_Angezeigter Textauszug_

───

Antisemitismus ist ein wieder stärker aufkeimendes grundlegendes Problem in der Gesellschaft. Das zeigt nicht erst der aktuelle Bericht der Antisemitismusbeauftragten des Landes NRW, in dem zunehmende antisemitische Hetze im Internet oder auch steigende Zahlen antisemitisch motivierter Straftaten thematisiert werden. Vor diesem Hintergrund ist der Inhalt des Kurses „Gegen das Vergessen“ der Städtischen Realschule I in Detmold erschreckend aktuell.

In Vorbereitung auf den Zentralen Gedenktag für die Opfer des Nationalsozialismus am 27. Januar nächsten Jahres setzen sich die Schülerinnen und Schüler aktuell intensiv mit dem Thema Antisemitismus auseinander.

Jetzt haben sie eine besonders eindrucksvolle Lerneinheit im NRW-Landtag in Düsseldorf erlebt: Besuch bei und Gespräch mit der Antisemitismusbeauftragten des Landes NRW, Sabine Leutheusser-Schnarrenberger, Bundesjustizministerin a.D. und seit 2019 ehrenamtlich tätig, um Judenfeindlichkeit vor allem in Nordrhein-Westfalen zu bekämpfen. Eineinhalb Stunden hatten die Schülerinnen und Schüler Gelegenheit, sich zu informieren, Fragen zu stellen, zu diskutieren.

───

_Arbeitsauftrag_
Setze bitte den Text über den Kurs „Gegen das Vergessen“ nach seinem letzten Satz fort.

Aus einer Sammlung entnommene Zeilen
───

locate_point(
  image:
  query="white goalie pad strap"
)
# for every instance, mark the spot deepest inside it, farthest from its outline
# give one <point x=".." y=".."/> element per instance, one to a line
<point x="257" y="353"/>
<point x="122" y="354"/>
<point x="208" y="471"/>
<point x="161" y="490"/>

───

_Antwort zur Aufgabe_
Das, was sie gehört haben, zeigt, wie aktuell ihr Unterrichtsthema ist: Jüdinnen und Juden fühlen sich zunehmend verunsichert, sagt die Antisemitismusbeauftragte. Sie wünschten sich mehr Unterstützung in der deutschen Gesellschaft im Kampf gegen Judenfeindlichkeit. Das sei auch das, was die Schülerinnen und Schüler tun könnten, antwortet Sabine Leutheusser-Schnarrenberger auf die Frage, was die Jugendlichen selbst machen könnten: sich klar positionieren und antisemitische Vorurteile infrage stellen. Außerdem ist es für die Antisemitismusbeauftragte elementar, dass Wissen über Antisemitismus damals und heute Teil der schulischen Bildung ist und bleibt. Dass Jugendliche Gedenkstätten wie z.B. die NS-Konzentrationslager Dachau, Theresienstadt oder Auschwitz besuchen, ist für Leutheusser-Schnarrenberger „klassischer Bildungsinhalt an Schulen“. So eine Fahrt habe nichts Touristisches, sie sei vielmehr „Kernbestandteil von beispielsweise Geschichtsunterricht“.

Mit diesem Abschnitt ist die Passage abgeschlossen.